- [WRITTEN REQUEST]:
In each of the items below, change "a single space between" to "one space between" and keep the rest of the text unchanged.

----------------------------------------

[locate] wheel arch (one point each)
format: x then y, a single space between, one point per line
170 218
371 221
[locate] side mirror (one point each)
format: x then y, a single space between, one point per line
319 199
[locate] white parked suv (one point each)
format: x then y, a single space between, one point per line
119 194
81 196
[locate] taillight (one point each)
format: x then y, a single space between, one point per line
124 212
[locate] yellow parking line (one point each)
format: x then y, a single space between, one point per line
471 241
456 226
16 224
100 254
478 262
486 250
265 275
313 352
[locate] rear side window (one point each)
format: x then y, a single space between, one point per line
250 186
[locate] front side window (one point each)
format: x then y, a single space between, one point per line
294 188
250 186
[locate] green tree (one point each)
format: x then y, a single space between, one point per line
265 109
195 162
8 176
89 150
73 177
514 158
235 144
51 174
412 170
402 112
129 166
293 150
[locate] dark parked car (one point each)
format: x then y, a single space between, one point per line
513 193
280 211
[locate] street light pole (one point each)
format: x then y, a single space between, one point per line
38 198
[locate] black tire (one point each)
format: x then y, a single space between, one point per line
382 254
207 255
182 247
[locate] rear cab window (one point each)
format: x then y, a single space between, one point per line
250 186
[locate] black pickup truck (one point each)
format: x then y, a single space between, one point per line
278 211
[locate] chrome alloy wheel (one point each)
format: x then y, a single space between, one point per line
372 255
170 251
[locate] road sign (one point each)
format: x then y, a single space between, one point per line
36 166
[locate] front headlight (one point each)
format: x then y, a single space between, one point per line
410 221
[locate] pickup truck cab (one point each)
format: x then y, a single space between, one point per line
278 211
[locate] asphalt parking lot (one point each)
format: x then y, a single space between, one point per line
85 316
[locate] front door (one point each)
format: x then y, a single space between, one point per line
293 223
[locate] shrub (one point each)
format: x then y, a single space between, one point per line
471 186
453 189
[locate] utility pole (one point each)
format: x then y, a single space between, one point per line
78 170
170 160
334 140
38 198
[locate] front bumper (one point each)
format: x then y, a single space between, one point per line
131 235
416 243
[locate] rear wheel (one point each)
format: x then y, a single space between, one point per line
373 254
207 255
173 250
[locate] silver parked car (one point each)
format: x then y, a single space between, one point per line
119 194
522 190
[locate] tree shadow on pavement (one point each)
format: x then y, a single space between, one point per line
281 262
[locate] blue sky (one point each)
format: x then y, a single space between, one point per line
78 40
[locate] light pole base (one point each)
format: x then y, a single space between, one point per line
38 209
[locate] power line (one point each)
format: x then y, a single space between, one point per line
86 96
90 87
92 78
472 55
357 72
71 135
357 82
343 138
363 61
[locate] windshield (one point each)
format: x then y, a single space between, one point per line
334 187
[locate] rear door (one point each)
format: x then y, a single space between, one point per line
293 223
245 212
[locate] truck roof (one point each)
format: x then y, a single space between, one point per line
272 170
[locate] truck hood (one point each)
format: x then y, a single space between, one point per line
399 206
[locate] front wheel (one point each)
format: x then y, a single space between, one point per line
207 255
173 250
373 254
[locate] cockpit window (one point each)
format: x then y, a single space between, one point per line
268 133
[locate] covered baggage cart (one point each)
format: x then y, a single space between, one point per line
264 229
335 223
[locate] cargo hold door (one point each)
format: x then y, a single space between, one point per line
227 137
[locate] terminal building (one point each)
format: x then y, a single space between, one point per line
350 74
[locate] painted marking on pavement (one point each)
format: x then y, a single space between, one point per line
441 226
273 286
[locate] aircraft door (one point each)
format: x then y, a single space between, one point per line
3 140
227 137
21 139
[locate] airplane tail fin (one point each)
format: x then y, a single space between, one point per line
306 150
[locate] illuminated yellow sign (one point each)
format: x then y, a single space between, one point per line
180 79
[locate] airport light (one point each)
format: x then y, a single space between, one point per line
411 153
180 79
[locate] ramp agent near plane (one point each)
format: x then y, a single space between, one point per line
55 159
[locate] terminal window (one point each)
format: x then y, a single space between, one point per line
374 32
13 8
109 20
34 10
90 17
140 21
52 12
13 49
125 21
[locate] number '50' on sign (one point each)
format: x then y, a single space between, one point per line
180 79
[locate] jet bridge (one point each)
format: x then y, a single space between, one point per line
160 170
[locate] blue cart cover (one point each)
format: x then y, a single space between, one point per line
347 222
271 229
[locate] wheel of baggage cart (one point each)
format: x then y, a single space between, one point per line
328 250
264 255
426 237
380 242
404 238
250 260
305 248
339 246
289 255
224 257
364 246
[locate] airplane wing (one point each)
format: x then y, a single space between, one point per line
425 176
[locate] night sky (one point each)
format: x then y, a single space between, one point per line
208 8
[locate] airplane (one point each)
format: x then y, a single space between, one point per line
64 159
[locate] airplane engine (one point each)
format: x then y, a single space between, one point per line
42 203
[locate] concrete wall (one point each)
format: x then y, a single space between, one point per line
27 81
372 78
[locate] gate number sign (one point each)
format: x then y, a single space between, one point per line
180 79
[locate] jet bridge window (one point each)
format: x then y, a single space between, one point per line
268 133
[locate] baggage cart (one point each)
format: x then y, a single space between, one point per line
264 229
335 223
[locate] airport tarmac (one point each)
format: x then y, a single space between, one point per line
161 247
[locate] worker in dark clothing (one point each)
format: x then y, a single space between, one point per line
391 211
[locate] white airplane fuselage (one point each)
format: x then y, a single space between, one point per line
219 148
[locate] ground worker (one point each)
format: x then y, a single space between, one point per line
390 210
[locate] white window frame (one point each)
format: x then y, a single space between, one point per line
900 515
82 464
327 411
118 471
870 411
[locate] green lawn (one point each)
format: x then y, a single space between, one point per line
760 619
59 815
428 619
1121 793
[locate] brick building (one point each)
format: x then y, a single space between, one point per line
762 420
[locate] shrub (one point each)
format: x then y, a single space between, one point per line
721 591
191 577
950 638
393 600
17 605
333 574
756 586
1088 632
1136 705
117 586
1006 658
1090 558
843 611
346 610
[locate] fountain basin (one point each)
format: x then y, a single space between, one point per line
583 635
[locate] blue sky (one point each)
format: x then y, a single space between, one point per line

----------------------------------------

- [TASK ANSWER]:
[locate] wheel arch (one point each)
format: x then y, one space between, one point per line
170 218
371 221
[locate] side mirror (one point each)
format: x then y, one space between, one point per line
319 199
[locate] white parked suv (one point each)
format: x then y, one space between, one point per line
119 194
81 196
[locate] taillight (one point each)
format: x then y, one space between, one point per line
124 212
[locate] yellow parking line (one point each)
format: x then y, one space between, one point per line
471 241
456 226
16 224
100 254
478 262
486 250
265 275
313 352
[locate] rear side window (one point each)
format: x then y, one space between, one point per line
250 186
[locate] front side window (one point each)
format: x then y, one space between, one point per line
294 188
250 186
[locate] green tree (one point each)
format: x then y, one space between, one point per line
265 109
195 162
8 176
89 150
73 177
514 158
235 144
51 174
412 170
402 112
129 166
293 150
[locate] dark parked car (one point each)
format: x then y, one space between, one point per line
513 193
280 211
[locate] street light pole (one point each)
format: x then y, one space between, one point per line
38 198
[locate] black tire (one point each)
format: x then y, one space between, one point per line
382 254
207 255
182 247
[locate] rear cab window (one point each)
format: x then y, one space between, one point per line
250 186
[locate] black pickup truck (one point each)
format: x then y, one space between, one point per line
278 211
[locate] chrome alloy wheel (one point each)
format: x then y, one space between, one point per line
372 255
170 251
[locate] road sign (one point each)
format: x then y, one space between, one point per line
36 166
[locate] front headlight (one point each)
format: x then y, one space between, one point per line
410 221
[locate] pickup truck cab (one point each)
format: x then y, one space between, one point per line
278 211
[locate] asphalt parking lot (one point each)
format: x then y, one space between, one point per line
85 316
[locate] front door (one point each)
format: x then y, one space between, one point per line
293 223
[locate] shrub (one point each)
format: x then y, one space between, one point per line
471 186
453 189
[locate] utility pole (one point each)
format: x then y, one space between, one point per line
78 170
170 160
334 140
38 198
[locate] front bumper (one point each)
format: x then y, one space between, one point per line
131 235
416 243
[locate] rear wheel (one point each)
format: x then y, one space between, one point per line
373 254
207 255
173 250
[locate] silver parked car (one point each)
format: x then y, one space between, one point per line
119 194
522 190
[locate] tree shadow on pavement (one point each)
format: x then y, one space between, one point per line
281 262
[locate] blue sky (one point each)
format: x then y, one space between, one point per line
78 40
[locate] light pole base (one point each)
format: x then y, one space between, one point per line
38 209
[locate] power line (one point each)
format: x then y, one space between, one point per line
86 96
90 87
92 78
472 55
357 72
71 135
357 82
343 138
363 61
[locate] windshield (one point each)
format: x then y, one space between, one point per line
334 187
[locate] rear door (one point each)
format: x then y, one space between, one point per line
293 223
245 212
[locate] truck roof (one point each)
format: x then y, one space between, one point per line
272 170
[locate] truck hood (one point each)
format: x then y, one space between, one point per line
399 206
[locate] front wheel (one point each)
format: x then y, one space between, one point per line
207 255
173 250
373 254
[locate] cockpit window (one point each)
format: x then y, one space between, one point per line
268 133
[locate] covered baggage cart (one point each)
format: x then y, one space between, one point per line
264 229
335 223
[locate] cargo hold door (one point each)
format: x then y, one space between, one point per line
227 137
[locate] terminal building (one point each)
format: x then y, one space between, one point per line
350 74
[locate] painted marking on pavement (one point each)
format: x then y, one space between, one point per line
441 226
273 286
[locate] aircraft door (one point each)
format: x then y, one space between, one point per line
3 140
227 137
21 139
[locate] airplane tail fin (one point each)
format: x then y, one space between, one point per line
306 150
[locate] illuminated yellow sign (one point each)
format: x then y, one space between, one point per line
180 79
[locate] airport light (one point each)
format: x then y, one space between, one point per line
411 153
180 79
[locate] ramp agent near plane (one point each)
format: x then y, one space between, one point per line
55 159
[locate] terminal window (one point each)
format: x then y, one space between, one point per line
374 32
13 8
109 20
34 10
90 17
140 21
52 12
13 49
125 21
[locate] number '50' on sign (one point each)
format: x then y, one space between, one point per line
180 79
[locate] jet bridge (one point each)
format: x then y, one space between, one point per line
160 170
[locate] blue cart cover (one point each)
format: x then y, one space between, one point per line
347 222
271 229
[locate] wheel of baggage cart (one point each)
format: x then y, one space between, one point per line
328 250
264 255
426 237
380 242
404 238
250 260
305 248
339 246
289 255
224 257
364 246
[locate] airplane wing (one point each)
format: x then y, one space between, one point per line
425 176
[locate] night sky (one point each)
format: x then y, one space between, one point per line
208 8
[locate] airplane (one point each)
format: x then y, one space between, one point per line
64 159
[locate] airplane engine (one point each)
format: x then y, one space between, one point per line
42 203
[locate] concrete wall (one point each)
format: x then y, one space between, one point per line
27 81
372 78
[locate] gate number sign (one point each)
format: x then y, one space between, one point per line
180 79
[locate] jet bridge window (one point each)
format: x then y, one space between, one point per line
268 133
[locate] baggage cart (one point each)
format: x then y, one space between, one point per line
264 229
335 223
[locate] airport tarmac (one point each)
format: x then y, one space between, one point per line
161 247
[locate] worker in dark clothing (one point each)
format: x then y, one space between, one point per line
391 211
[locate] white airplane fuselage (one point each)
format: x then y, one space between, one point per line
219 148
[locate] ground worker (one point each)
format: x then y, one space between, one point per line
390 210
[locate] white window frame (one point each)
format: x then y, one space between, one point per line
900 515
82 464
327 411
118 471
870 411
[locate] green lawn (one point each)
format: x then y, one space between, one point per line
760 619
59 815
428 619
1121 793
[locate] brick building (one point each)
format: x then y, one space between, one point per line
762 420
[locate] shrub (one point each)
format: x then y, one space between, one point per line
721 591
191 577
950 638
393 600
17 605
333 574
756 586
1088 632
1136 705
117 586
1006 658
1090 558
843 611
346 610
[locate] fountain basin (one point each)
format: x then y, one space between, one point per line
583 635
[locate] blue sky (one point each)
format: x then y, one space between, one point per line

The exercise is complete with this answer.